§ Extrait du texte
*****

22 novembre 2009

Basarabye

En ce dimanche pluvieux, c'est le moment d'écouter une musique venue d'un monde disparu : le Yiddishland de l'Est de l'Europe - un monde diffus, multiple ; toujours précaire, menacé par l'invention des nationalismes, attaqué par les cosaques du Tzar, brûlé, exterminé par les Nazis et leurs complices. La plupart des survivants on quitté leur terre et leur langue pour une autre histoire et un autre continent.

Ce qui reste de cette culture, où le trouver ? Des bribes sans doute en Europe de l'Est ; ses traces dans les rues de Paris ou de New York ; la mémoire familiale au sein de cette diaspora (pour quelques générations encore !) ; sa marque culturelle aussi, sur la musique, le cinéma, les arts plus généralement.


Synagogue de la rue Notre-Dame-de-Nazareth, Paris, novembre 2009.

Place de la République, les feuilles de platane s'accumulent aux stations de vélib ; à deux pas de là, la rue Notre-Dame-de-Nazareth est vide. Sur le fronton de la synagogue, la devise républicaine : Liberté, égalité, fraternité. Bien des Juifs venus de Russie, de Pologne ou de Roumanie y on cru, à cette devise ; beaucoup l'ont payé de leur vie.

Voici donc une chanson, mélancolique et entraînante, comme l'est souvent cette musique - un air klezmer des plus connus, Basarabye, dont le titre évoque la province de Bessarabie, à peu près à l'actuelle Moldavie, entre Ukraine et Roumanie.

*****

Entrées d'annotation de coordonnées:
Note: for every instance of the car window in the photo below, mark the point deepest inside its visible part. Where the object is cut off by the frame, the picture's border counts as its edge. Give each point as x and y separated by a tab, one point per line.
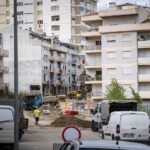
6	114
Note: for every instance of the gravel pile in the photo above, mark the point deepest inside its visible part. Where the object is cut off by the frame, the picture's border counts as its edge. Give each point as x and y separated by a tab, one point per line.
67	120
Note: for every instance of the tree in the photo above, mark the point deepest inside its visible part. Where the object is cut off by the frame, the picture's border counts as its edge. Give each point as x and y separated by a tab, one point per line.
136	96
115	91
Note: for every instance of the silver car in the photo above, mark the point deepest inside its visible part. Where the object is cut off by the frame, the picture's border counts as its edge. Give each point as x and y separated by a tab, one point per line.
102	145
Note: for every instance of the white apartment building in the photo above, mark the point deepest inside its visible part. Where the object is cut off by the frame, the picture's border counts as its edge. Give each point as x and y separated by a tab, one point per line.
60	18
42	62
3	69
125	48
92	49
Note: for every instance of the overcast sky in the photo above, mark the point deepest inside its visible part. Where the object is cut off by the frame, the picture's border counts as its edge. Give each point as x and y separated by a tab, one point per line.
103	3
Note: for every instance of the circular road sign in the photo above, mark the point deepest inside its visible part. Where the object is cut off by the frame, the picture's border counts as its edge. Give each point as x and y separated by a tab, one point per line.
71	133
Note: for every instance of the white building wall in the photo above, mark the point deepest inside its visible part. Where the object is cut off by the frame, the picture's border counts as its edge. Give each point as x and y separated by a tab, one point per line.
116	64
29	60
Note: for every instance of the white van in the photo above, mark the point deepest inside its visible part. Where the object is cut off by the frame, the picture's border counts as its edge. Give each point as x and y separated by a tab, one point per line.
7	125
127	125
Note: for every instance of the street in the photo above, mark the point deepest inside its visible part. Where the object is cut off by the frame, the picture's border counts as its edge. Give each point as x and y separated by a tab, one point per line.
43	136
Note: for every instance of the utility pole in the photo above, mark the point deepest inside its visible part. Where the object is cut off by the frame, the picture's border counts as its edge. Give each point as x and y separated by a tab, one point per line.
16	103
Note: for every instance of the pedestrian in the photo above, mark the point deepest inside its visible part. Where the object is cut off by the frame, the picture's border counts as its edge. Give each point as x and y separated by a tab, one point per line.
37	113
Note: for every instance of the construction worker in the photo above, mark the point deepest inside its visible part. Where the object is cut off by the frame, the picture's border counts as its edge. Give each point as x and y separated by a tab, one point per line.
37	115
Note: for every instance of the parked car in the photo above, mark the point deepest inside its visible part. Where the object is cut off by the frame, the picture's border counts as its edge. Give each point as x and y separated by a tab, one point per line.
127	125
102	145
7	126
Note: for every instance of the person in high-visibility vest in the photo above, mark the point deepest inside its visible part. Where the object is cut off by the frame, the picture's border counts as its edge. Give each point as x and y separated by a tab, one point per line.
37	113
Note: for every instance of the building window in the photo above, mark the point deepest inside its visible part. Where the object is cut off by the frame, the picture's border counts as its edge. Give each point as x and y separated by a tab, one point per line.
39	3
20	13
111	71
126	54
55	18
55	28
111	38
20	4
39	12
111	54
126	37
127	87
20	22
126	70
55	8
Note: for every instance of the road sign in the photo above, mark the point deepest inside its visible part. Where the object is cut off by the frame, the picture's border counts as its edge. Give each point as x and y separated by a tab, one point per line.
71	133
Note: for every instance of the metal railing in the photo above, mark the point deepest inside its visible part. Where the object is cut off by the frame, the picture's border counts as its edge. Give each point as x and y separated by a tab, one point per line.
4	52
93	47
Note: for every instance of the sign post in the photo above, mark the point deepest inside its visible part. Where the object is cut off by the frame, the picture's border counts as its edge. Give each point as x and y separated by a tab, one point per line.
16	103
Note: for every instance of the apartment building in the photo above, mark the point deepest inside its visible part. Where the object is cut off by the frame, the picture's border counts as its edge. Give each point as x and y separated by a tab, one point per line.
59	18
91	38
125	47
3	69
42	63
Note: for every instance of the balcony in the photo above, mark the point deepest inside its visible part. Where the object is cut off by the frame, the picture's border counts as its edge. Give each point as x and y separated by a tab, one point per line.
74	82
3	69
122	12
73	71
93	49
143	41
144	61
95	80
144	94
3	86
89	32
144	44
46	71
96	95
74	62
91	17
124	28
51	70
60	59
3	53
144	77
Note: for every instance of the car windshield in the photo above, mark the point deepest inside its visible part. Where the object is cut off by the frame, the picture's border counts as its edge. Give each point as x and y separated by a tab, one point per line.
29	98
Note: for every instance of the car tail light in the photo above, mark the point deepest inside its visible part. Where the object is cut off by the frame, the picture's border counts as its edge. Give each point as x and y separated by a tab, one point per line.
118	129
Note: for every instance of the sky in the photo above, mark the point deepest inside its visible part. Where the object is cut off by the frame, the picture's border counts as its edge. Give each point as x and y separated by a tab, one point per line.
102	4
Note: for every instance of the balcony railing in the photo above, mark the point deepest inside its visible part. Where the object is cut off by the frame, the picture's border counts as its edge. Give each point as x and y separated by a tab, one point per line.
4	69
3	86
4	53
89	29
93	47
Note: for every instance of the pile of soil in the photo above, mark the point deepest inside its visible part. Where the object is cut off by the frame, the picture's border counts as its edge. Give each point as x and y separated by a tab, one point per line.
67	120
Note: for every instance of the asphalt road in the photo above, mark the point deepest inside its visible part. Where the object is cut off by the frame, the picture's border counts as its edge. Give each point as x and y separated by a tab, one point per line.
42	138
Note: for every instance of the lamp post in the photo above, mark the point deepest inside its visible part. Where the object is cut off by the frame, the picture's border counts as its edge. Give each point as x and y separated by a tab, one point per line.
16	103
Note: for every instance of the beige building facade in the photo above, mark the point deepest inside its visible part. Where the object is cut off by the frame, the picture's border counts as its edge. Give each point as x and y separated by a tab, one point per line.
125	40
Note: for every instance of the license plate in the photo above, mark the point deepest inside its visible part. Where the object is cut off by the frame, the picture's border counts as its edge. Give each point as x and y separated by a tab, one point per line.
129	135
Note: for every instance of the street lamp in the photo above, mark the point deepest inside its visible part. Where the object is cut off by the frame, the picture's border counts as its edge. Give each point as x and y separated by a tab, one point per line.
16	102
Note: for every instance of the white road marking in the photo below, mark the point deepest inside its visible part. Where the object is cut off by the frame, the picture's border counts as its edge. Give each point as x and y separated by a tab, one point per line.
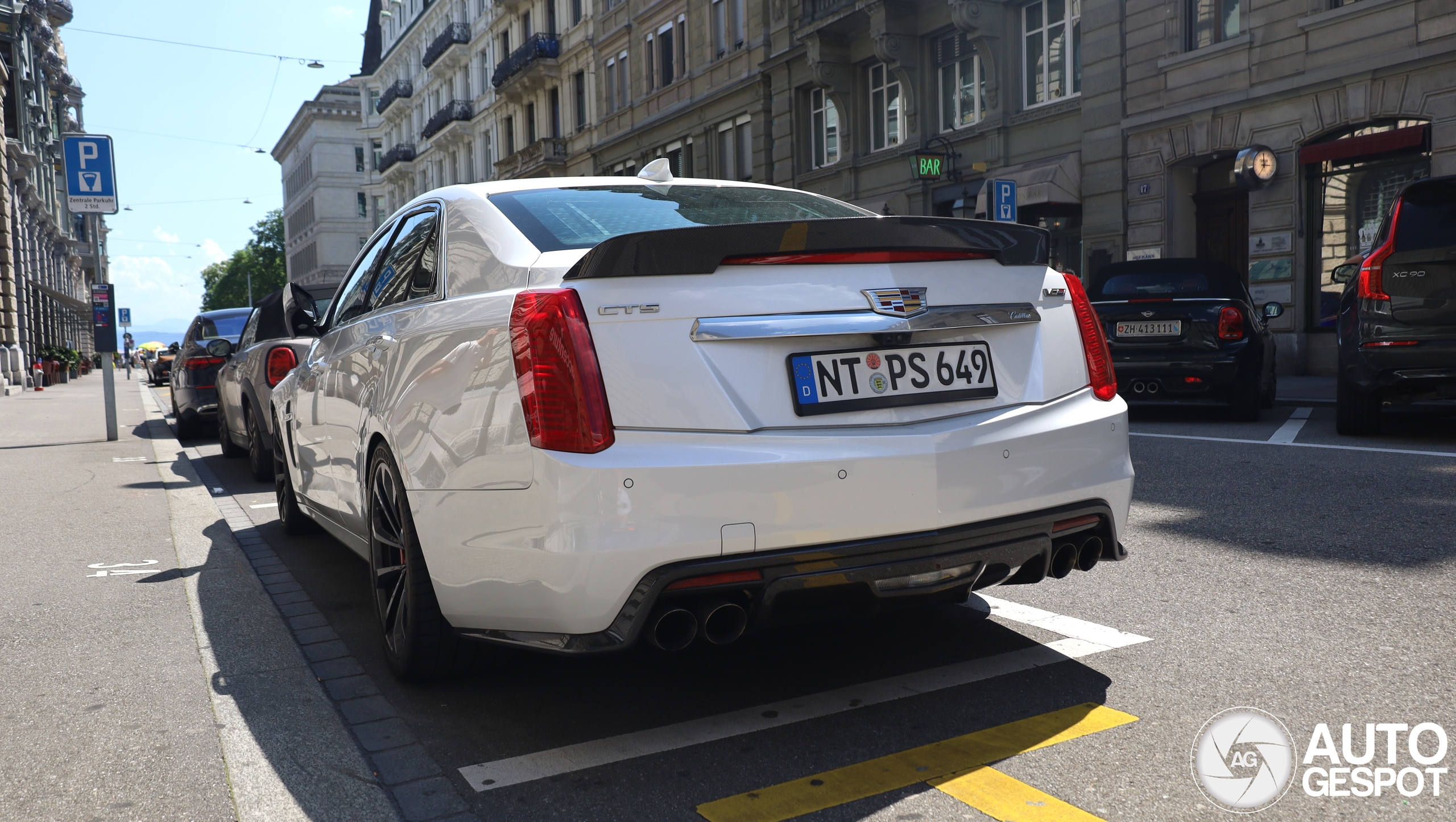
1293	445
1289	431
1082	639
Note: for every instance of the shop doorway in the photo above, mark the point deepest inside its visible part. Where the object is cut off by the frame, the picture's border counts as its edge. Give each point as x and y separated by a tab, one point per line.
1222	216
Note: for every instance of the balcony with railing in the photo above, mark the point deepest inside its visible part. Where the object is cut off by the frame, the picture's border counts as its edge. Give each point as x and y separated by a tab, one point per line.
452	111
541	46
453	34
395	91
398	154
536	159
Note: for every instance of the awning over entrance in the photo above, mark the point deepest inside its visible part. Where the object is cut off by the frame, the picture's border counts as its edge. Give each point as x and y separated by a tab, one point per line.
1050	180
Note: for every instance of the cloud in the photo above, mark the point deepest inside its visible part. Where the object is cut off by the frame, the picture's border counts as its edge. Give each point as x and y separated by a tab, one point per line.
213	253
154	291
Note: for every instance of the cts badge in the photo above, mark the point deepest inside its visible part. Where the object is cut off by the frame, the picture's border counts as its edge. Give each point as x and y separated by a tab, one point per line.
897	302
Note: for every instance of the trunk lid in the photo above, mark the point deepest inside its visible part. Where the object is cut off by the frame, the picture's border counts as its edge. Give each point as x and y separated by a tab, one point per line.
713	352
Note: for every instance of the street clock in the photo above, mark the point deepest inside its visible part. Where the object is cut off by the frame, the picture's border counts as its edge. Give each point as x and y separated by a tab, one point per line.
1254	168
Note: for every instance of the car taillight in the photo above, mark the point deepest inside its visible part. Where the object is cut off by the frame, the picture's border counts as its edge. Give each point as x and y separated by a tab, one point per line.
562	395
1369	284
280	362
1231	324
1094	343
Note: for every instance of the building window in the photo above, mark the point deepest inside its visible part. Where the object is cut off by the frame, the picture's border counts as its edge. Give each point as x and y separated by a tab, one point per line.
1216	21
1053	50
647	57
666	55
884	108
578	86
963	86
826	129
730	24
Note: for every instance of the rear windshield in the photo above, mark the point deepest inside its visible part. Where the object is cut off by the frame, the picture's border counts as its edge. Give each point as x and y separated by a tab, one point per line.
230	327
557	219
1426	225
1152	284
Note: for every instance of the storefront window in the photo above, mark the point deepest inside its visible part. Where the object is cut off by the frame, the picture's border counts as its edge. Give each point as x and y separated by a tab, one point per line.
1350	197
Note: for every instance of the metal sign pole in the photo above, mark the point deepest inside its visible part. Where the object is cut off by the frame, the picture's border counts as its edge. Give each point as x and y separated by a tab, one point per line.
108	377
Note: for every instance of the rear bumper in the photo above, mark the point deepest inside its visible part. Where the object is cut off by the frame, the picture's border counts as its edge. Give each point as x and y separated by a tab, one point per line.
568	553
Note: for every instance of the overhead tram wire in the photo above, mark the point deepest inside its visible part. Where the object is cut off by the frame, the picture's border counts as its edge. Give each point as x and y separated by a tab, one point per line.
305	60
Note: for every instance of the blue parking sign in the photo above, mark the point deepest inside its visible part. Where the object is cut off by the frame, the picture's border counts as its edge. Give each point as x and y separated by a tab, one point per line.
1004	200
91	175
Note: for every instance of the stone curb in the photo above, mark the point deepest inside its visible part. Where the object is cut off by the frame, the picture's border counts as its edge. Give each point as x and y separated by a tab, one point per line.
402	766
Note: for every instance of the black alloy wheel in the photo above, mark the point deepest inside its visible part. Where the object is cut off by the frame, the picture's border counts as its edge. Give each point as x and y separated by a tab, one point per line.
290	515
258	458
419	641
230	449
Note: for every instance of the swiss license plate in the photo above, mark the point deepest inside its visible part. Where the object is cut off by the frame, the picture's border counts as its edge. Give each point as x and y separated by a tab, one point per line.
1160	328
830	382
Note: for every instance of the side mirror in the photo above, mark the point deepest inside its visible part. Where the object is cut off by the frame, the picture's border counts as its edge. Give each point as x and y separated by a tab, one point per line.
300	314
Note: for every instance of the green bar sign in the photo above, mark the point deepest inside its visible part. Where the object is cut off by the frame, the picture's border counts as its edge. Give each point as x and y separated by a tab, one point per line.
928	167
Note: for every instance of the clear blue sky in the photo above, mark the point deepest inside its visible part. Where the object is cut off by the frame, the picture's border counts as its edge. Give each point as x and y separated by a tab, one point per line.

*****

§ Exercices
(1) Pour chacune des affirmations suivantes, dites si elle concorde avec l'extrait en répondant par oui ou par non, puis citez textuellement les mots de l'extrait qui permettent de trancher. (a) La rue Notre-Dame-de-Nazareth est décrite comme animée. (b) La devise républicaine figure sur le fronton de la synagogue. (c) Le titre Basarabye évoque une province située entre l'Ukraine et la Roumanie.
(2) Modifiez le passage de l'extrait qui va de « 22 novembre 2009 » jusqu'à « arts plus généralement. » inclus, en remplaçant « dimanche » par « samedi ».

§ Corrigé détaillé
(1)
(a) Non : « la rue Notre-Dame-de-Nazareth est vide ».
(b) Oui : « Sur le fronton de la synagogue, la devise républicaine : Liberté, égalité, fraternité. »
(c) Oui : « dont le titre évoque la province de Bessarabie, à peu près à l'actuelle Moldavie, entre Ukraine et Roumanie ».

(2)
22 novembre 2009

Basarabye

En ce samedi pluvieux, c'est le moment d'écouter une musique venue d'un monde disparu : le Yiddishland de l'Est de l'Europe - un monde diffus, multiple ; toujours précaire, menacé par l'invention des nationalismes, attaqué par les cosaques du Tzar, brûlé, exterminé par les Nazis et leurs complices. La plupart des survivants on quitté leur terre et leur langue pour une autre histoire et un autre continent.

Ce qui reste de cette culture, où le trouver ? Des bribes sans doute en Europe de l'Est ; ses traces dans les rues de Paris ou de New York ; la mémoire familiale au sein de cette diaspora (pour quelques générations encore !) ; sa marque culturelle aussi, sur la musique, le cinéma, les arts plus généralement.